▸ Data for processing:
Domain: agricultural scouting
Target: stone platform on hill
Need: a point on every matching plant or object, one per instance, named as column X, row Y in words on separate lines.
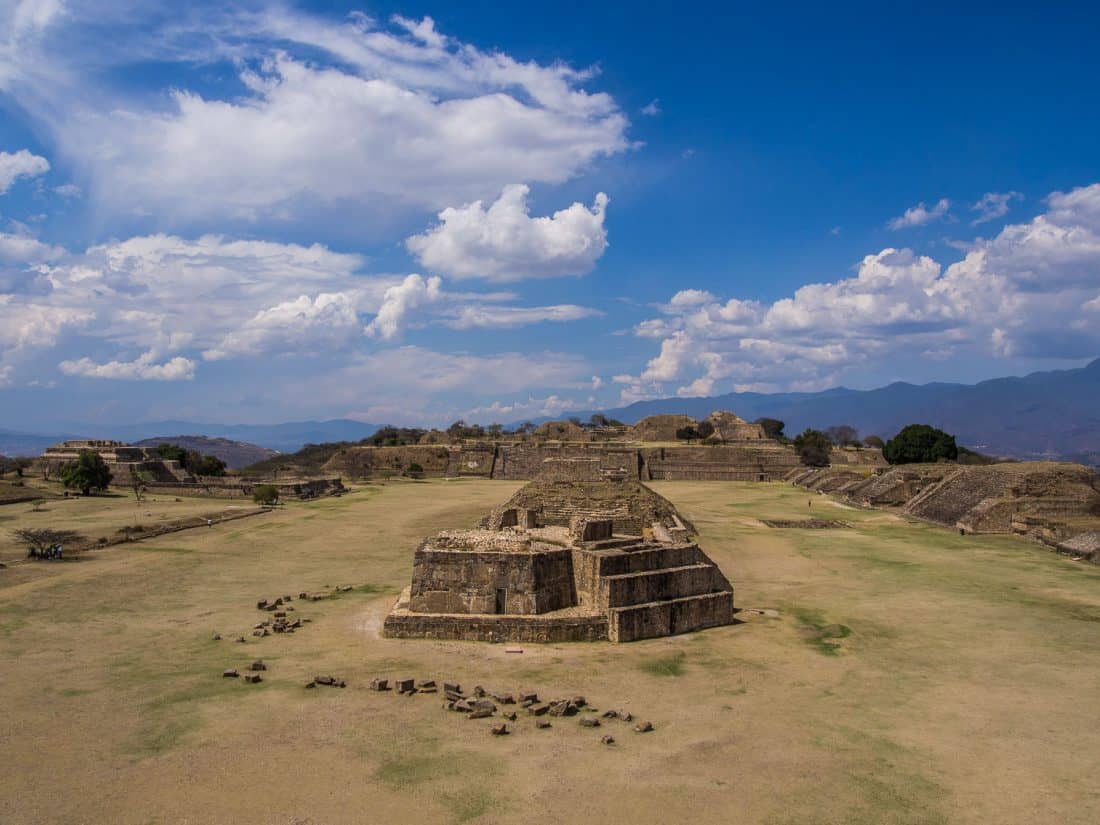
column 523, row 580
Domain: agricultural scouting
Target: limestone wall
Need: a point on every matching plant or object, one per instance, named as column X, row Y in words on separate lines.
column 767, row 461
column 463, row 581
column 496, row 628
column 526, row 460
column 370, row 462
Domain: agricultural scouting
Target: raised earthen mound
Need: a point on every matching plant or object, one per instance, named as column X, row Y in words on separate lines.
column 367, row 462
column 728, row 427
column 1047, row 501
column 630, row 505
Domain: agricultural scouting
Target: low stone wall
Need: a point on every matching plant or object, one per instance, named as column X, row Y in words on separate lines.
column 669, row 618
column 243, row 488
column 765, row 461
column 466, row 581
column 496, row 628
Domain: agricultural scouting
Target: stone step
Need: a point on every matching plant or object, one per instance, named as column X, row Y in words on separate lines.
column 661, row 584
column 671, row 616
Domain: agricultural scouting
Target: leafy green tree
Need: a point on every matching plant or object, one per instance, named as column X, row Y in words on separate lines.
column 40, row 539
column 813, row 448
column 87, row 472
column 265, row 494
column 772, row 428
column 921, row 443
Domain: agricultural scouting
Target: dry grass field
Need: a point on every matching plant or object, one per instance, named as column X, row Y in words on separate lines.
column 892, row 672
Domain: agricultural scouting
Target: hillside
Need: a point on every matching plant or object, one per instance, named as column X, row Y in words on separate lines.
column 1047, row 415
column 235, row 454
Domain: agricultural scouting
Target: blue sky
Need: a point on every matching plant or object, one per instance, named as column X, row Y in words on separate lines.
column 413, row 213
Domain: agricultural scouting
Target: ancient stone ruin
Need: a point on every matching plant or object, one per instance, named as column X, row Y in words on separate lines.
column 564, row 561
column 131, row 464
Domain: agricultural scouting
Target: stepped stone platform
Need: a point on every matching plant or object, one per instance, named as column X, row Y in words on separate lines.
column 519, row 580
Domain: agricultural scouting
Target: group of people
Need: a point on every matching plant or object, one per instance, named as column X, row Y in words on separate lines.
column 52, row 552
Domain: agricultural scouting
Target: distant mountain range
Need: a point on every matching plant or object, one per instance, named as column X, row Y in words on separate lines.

▸ Task brief:
Copy the listing verbatim, starting at its first line and stopping after the line that contains "column 630, row 505". Omit the pictures from your copy.

▸ Solution:
Domain: agricultural scouting
Target: stone platform on hill
Need: a point on every matching plant or object, one per instance, named as column X, row Y in words on separate lines.
column 523, row 580
Domain: agricultural scouting
Target: limestone wall
Need: a point on every matching plant or object, one per instance, named as column X, row Y in words on separate lines.
column 767, row 461
column 463, row 581
column 496, row 628
column 526, row 460
column 370, row 462
Domain: agricultural scouting
Target: raised earthen mound
Need: a point on every matching plant or object, one per instance, named as column X, row Y in words on separate lines.
column 367, row 462
column 728, row 427
column 1047, row 501
column 630, row 505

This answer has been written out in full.